[Position identification records]

════════════════

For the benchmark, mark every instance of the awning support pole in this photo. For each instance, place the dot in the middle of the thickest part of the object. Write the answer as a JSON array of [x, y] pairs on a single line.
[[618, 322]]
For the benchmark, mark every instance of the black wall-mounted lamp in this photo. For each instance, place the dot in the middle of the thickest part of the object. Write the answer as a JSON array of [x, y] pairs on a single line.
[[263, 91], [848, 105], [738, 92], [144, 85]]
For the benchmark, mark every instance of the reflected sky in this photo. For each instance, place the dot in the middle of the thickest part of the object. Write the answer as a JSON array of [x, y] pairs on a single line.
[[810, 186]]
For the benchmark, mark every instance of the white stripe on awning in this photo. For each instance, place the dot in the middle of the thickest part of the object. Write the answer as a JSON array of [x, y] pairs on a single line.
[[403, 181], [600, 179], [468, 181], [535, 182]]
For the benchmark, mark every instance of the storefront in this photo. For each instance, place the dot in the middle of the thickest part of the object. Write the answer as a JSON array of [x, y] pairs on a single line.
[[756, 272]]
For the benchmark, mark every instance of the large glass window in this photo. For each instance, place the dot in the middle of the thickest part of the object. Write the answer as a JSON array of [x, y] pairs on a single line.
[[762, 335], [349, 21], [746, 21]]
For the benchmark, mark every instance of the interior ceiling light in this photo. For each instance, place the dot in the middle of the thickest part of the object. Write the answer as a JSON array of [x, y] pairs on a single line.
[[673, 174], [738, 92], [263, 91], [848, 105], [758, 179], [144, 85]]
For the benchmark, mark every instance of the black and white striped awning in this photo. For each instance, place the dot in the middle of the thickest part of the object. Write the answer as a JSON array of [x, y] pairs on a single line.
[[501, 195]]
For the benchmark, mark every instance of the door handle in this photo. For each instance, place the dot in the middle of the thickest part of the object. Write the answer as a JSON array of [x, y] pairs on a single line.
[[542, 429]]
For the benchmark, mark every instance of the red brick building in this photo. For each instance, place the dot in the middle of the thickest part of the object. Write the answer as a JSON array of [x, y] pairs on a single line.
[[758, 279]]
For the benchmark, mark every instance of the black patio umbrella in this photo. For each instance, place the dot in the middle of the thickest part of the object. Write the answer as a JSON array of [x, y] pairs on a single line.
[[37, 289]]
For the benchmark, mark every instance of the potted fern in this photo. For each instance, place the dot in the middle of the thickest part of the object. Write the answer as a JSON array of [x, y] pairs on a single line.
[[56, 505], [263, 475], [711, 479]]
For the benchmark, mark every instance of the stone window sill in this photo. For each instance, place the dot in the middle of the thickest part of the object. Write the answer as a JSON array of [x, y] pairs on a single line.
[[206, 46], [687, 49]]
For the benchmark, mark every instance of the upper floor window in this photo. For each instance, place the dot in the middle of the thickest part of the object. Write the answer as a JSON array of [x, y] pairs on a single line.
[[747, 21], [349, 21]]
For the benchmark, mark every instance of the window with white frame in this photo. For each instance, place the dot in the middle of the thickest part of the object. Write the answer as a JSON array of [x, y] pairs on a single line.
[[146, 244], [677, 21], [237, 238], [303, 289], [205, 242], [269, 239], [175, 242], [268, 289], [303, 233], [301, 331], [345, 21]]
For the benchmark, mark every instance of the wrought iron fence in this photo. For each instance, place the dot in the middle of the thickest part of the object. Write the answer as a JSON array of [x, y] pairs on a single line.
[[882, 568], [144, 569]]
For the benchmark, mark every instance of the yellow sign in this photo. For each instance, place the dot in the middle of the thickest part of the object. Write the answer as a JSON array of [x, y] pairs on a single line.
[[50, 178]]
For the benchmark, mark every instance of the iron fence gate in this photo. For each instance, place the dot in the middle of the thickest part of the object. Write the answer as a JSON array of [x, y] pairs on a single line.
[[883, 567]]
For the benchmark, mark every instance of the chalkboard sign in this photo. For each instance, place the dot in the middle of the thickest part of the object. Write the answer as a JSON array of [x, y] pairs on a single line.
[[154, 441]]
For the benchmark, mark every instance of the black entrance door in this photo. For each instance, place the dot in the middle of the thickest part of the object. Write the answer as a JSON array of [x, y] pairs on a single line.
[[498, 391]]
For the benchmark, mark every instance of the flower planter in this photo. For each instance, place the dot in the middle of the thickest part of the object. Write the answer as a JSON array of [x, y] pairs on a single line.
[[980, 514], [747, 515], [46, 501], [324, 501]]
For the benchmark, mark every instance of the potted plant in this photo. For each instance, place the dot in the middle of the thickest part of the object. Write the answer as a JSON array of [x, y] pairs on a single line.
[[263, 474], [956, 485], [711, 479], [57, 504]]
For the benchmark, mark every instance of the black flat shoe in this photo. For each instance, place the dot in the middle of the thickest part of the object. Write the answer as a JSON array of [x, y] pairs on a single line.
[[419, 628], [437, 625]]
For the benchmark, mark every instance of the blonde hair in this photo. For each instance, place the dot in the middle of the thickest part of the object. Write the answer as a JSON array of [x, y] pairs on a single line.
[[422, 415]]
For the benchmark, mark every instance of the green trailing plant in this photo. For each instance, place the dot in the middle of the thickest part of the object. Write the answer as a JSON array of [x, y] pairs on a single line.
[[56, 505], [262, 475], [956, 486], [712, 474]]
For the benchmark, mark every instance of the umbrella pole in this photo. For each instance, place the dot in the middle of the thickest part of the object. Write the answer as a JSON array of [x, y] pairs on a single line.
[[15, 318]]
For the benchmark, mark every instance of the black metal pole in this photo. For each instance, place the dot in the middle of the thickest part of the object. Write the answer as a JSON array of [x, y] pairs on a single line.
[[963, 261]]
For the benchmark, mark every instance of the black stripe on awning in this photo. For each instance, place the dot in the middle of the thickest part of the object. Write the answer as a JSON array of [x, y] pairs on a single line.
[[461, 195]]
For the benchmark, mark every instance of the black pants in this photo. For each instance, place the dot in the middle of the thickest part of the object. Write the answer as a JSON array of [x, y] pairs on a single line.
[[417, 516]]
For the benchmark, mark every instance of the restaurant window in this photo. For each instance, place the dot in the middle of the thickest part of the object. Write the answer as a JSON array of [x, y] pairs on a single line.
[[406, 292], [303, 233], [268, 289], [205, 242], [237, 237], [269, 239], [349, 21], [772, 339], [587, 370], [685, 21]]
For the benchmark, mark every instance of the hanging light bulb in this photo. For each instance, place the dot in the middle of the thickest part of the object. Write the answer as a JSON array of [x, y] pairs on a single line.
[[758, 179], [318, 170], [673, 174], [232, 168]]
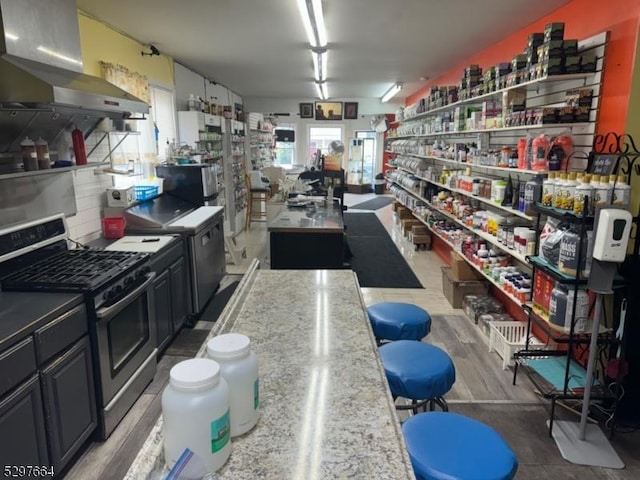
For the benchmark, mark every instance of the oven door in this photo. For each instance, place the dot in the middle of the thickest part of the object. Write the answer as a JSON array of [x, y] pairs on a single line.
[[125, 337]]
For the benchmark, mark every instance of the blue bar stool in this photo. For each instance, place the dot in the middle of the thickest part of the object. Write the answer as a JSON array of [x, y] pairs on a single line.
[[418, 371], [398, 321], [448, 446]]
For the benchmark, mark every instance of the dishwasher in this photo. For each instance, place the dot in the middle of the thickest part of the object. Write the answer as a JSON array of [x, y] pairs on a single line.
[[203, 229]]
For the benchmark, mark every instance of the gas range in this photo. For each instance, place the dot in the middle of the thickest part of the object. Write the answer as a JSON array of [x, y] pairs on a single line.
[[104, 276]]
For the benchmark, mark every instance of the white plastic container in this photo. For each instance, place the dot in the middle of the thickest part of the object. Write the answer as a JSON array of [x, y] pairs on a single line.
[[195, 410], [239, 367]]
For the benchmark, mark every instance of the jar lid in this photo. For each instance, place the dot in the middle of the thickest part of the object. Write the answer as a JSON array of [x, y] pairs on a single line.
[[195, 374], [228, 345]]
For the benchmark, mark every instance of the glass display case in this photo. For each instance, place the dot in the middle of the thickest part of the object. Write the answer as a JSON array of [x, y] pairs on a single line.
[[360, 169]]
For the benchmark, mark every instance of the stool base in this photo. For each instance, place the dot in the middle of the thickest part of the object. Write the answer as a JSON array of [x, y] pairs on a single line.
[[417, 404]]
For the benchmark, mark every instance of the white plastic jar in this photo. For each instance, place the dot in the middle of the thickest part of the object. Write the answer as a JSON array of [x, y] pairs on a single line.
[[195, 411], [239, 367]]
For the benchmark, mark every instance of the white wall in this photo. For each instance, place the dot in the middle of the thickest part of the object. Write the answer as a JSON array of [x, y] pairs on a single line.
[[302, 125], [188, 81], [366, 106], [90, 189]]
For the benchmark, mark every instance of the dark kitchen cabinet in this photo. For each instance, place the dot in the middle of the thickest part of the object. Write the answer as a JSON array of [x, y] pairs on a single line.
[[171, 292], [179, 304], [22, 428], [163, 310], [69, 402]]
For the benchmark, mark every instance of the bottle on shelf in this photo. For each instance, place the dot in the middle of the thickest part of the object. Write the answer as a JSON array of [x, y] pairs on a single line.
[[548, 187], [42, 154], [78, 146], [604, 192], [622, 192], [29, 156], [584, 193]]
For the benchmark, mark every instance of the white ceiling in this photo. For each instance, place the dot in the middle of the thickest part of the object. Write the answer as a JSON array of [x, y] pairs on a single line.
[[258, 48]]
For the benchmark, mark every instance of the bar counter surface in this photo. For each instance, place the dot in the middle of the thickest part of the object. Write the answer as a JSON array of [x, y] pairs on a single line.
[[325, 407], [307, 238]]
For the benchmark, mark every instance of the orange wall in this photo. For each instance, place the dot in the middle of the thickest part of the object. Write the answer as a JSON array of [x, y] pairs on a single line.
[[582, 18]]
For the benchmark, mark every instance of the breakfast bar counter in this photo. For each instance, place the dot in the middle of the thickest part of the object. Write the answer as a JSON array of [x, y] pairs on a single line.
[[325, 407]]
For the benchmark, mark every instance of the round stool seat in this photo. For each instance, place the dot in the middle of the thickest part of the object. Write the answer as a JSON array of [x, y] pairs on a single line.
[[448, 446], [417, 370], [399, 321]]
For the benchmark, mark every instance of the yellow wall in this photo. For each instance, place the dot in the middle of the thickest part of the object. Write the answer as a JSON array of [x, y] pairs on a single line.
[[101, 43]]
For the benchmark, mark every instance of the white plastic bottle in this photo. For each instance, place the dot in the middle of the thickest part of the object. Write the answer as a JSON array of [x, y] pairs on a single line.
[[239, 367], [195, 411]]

════════════════

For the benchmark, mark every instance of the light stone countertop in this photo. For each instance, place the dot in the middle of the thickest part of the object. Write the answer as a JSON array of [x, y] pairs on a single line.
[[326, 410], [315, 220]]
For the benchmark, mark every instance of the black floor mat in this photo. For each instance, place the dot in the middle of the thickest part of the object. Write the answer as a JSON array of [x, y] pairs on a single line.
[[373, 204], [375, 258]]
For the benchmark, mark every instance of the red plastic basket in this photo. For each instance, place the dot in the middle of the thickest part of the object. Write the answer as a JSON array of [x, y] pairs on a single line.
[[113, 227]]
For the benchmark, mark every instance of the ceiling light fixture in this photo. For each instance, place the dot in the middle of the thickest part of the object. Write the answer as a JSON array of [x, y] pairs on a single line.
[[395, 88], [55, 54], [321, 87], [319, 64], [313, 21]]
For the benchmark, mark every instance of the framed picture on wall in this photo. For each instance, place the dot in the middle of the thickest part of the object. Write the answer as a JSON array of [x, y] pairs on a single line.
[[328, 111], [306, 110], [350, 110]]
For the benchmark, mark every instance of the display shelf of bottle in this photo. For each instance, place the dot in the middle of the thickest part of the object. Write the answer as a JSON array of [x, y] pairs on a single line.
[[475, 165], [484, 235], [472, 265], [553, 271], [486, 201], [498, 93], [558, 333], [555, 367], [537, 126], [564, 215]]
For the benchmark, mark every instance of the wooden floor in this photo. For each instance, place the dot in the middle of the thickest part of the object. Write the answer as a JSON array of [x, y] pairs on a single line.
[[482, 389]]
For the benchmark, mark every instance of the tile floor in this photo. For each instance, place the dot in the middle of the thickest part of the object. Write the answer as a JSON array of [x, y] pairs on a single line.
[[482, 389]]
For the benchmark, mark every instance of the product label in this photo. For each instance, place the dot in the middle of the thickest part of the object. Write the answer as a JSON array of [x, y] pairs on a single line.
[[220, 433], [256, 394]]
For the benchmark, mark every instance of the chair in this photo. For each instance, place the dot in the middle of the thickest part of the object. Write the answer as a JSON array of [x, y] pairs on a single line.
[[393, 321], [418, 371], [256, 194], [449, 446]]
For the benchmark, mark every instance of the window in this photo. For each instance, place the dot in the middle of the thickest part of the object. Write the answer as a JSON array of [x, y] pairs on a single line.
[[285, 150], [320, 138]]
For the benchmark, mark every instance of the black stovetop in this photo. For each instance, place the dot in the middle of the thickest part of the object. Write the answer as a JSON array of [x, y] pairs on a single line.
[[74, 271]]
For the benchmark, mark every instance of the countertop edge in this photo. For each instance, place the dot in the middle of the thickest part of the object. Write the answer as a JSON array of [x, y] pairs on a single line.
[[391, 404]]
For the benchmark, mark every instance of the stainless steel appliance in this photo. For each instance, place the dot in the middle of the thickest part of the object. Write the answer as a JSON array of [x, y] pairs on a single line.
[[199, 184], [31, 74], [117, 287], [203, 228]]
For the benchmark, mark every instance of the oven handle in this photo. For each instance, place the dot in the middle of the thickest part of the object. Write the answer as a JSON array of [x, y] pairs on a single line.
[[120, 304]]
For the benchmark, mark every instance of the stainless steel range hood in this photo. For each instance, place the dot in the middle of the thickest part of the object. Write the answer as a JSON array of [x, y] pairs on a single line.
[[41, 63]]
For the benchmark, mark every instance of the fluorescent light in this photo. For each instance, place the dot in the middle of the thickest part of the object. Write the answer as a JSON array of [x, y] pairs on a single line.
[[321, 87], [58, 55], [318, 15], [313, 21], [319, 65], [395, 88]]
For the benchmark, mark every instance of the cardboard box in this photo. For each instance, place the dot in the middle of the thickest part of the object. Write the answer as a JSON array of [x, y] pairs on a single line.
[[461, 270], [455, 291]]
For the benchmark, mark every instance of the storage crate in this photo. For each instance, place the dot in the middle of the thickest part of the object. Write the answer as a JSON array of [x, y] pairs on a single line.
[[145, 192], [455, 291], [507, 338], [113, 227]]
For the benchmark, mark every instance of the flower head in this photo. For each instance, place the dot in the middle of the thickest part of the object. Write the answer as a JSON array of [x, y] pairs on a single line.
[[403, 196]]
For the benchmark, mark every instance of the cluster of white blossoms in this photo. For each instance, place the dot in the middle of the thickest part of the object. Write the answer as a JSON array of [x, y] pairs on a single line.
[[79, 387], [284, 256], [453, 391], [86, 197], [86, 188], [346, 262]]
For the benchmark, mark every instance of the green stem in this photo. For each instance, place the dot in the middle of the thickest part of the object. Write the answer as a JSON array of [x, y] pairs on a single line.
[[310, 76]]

════════════════

WHAT IS BEING ASKED => From the lines above, pick out each one that contains the string "orange" and copy it. The match is case-sensitive.

ANSWER IN FULL =>
For the benchmark, mark every instance of the orange wall in this photo. For each instance, place the dot in the middle of the thickest part of the object. Write the answer as a JSON array of [x, y] pairs on a single line.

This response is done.